La desigualdad se admite como lo que es: algo consustancial
al sistema económico en que vivimos, y para
el que ha dejado de haber alternativa, ni siquiera
en el plano teórico de las utopías.
El hambre no es noticia. Los fugitivos del hambre
son noticia solo cuando llegan a nuestras puertas.
Muy pocas veces se habla de las condiciones de vida
que los impulsan a la incierta aventura de la emigración.
Y menos aún se da cuenta de las situaciones
de guerra o tensión política extrema
que sufren muchos de sus países de origen.
Cuando
se produce una tragedia natural, o la hecatombe de
una guerra o una hambruna, nos aterran las cifras
que resumen las condiciones en que mueren sus víctimas.
Sin embargo, muy pocas veces nos llegan las cifras
que retratan su vida antes de que la desgracia puntual
las convierta en noticia.
Por
ejemplo, las estadísticas sobre la realidad
de Iberoamérica afirman que casi la cuarta
parte de su población sobrevive con un dólar
diario. Sus países suman 224 millones de personas
viviendo en la pobreza, de los cuales 117 millones
son niños y adolescentes. Entre ellos, los
más vulnerables son 40 millones de criaturas
menores de seis años. Las cifras son implacables
y ofrecen una visión estremecedora de la situación
de la infancia iberoamericana: de cada mil niños
que nacen, 41 mueren sin cumplir un año. El
30 por 100 crece en hogares carentes de agua potable,
sometido a un alto riesgo sanitario. Y el 10 por 100
tiene una esperanza de vida de tan solo 40 años.
LOS PADRES Y MADRES DE ESOS NIÑOS, ecuatorianos,
bolivianos, peruanos, colombianos, dominicanos...
son quienes buscan trabajo de lo que sea en España.

++++++

## [Tarea 1]
Reescribe el fragmento del texto original que va desde "Muy pocas veces se" hasta "convierta en noticia.", ambos incluidos, cambiando "hambruna" por "sequía".
## [Tarea 2]
Según el texto original, ¿cuántos de cada mil niños que nacen en Iberoamérica mueren sin cumplir un año?
## [Tarea 3]
Apunta todas las nacionalidades que nombra el texto original.
Las líneas no tienen nada que ver con esto.

## [Registros de datos]
++++++

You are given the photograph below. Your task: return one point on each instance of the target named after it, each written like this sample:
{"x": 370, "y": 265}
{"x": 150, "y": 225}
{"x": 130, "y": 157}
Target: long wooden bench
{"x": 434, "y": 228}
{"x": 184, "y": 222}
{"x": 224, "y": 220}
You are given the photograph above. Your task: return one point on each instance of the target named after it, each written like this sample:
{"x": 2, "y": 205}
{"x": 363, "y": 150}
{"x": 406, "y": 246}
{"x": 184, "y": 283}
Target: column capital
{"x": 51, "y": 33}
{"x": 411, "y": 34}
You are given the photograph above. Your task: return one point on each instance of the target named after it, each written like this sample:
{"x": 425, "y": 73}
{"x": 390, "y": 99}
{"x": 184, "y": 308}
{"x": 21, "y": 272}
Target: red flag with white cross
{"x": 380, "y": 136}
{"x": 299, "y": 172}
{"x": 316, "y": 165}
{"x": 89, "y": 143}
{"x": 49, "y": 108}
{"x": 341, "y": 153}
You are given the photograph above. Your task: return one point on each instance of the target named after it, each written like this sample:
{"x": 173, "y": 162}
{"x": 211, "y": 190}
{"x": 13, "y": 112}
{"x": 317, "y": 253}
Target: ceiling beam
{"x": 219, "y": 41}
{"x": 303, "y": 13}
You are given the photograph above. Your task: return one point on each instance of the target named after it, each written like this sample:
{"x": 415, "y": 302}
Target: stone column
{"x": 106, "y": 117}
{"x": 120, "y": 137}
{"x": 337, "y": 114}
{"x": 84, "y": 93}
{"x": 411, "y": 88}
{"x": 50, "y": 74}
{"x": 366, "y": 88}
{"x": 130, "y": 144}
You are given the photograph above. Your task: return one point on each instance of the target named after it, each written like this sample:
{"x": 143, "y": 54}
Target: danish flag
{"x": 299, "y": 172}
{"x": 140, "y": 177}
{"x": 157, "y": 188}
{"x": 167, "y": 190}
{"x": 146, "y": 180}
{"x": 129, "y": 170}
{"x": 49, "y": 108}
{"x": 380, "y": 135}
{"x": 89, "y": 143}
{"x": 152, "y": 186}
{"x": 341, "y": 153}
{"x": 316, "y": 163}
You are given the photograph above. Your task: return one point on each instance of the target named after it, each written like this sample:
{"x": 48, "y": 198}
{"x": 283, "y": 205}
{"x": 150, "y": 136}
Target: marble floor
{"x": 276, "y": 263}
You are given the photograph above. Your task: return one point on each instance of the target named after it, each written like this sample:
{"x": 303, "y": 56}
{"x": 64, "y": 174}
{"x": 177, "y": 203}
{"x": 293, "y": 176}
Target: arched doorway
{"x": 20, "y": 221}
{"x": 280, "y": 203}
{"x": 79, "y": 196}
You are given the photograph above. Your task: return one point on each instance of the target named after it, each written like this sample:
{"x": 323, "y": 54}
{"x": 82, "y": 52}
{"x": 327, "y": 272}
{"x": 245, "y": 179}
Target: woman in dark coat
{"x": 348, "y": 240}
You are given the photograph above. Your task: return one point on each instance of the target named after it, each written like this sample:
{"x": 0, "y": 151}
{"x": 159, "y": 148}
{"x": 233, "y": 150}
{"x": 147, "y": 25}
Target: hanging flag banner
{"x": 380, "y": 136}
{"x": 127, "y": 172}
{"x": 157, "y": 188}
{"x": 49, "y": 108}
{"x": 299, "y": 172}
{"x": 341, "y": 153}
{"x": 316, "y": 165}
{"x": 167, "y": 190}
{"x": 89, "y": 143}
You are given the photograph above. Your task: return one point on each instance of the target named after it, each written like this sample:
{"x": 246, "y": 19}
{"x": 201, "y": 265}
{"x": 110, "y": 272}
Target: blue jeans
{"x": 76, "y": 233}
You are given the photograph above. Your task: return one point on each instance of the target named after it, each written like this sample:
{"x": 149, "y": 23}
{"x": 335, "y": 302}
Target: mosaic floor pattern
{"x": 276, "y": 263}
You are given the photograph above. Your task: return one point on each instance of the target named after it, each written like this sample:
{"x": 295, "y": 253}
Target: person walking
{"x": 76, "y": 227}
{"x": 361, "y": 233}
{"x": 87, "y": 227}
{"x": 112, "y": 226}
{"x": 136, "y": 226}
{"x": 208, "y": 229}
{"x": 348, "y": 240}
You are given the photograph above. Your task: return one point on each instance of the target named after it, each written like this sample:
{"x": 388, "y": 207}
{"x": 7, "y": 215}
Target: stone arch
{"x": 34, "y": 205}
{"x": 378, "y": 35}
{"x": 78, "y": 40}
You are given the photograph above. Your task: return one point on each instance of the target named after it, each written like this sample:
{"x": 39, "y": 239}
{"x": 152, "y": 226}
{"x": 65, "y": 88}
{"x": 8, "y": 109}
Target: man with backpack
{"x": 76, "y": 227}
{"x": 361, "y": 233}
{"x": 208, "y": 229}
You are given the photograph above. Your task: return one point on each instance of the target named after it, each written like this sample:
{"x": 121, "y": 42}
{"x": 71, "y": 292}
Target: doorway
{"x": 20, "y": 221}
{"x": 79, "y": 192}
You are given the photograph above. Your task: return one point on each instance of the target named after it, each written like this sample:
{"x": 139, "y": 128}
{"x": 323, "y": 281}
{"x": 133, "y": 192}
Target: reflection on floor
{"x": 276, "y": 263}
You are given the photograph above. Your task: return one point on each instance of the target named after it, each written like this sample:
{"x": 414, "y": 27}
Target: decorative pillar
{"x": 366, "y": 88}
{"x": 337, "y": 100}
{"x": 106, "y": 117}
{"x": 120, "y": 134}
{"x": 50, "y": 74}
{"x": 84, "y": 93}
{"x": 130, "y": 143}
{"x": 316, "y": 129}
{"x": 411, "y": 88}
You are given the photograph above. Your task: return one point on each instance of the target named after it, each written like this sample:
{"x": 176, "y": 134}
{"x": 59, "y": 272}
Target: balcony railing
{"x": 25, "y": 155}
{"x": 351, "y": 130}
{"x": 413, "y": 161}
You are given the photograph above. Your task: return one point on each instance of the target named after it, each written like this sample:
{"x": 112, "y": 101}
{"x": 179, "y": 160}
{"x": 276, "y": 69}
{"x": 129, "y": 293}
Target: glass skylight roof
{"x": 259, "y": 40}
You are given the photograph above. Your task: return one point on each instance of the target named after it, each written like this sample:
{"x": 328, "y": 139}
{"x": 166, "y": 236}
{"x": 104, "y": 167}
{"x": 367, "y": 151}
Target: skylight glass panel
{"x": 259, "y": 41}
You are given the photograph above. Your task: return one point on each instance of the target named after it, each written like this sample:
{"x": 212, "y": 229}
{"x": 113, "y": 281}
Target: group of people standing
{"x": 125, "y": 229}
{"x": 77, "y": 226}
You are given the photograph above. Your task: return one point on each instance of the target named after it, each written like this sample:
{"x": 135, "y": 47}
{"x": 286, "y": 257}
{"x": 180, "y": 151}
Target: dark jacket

++++++

## [Tu respuesta 1]
Muy pocas veces se habla de las condiciones de vida
que los impulsan a la incierta aventura de la emigración.
Y menos aún se da cuenta de las situaciones
de guerra o tensión política extrema
que sufren muchos de sus países de origen.
Cuando
se produce una tragedia natural, o la hecatombe de
una guerra o una sequía, nos aterran las cifras
que resumen las condiciones en que mueren sus víctimas.
Sin embargo, muy pocas veces nos llegan las cifras
que retratan su vida antes de que la desgracia puntual
las convierta en noticia.

## [Tu respuesta 2]
41 de cada mil.

## [Tu respuesta 3]
Ecuatorianos, bolivianos, peruanos, colombianos y dominicanos.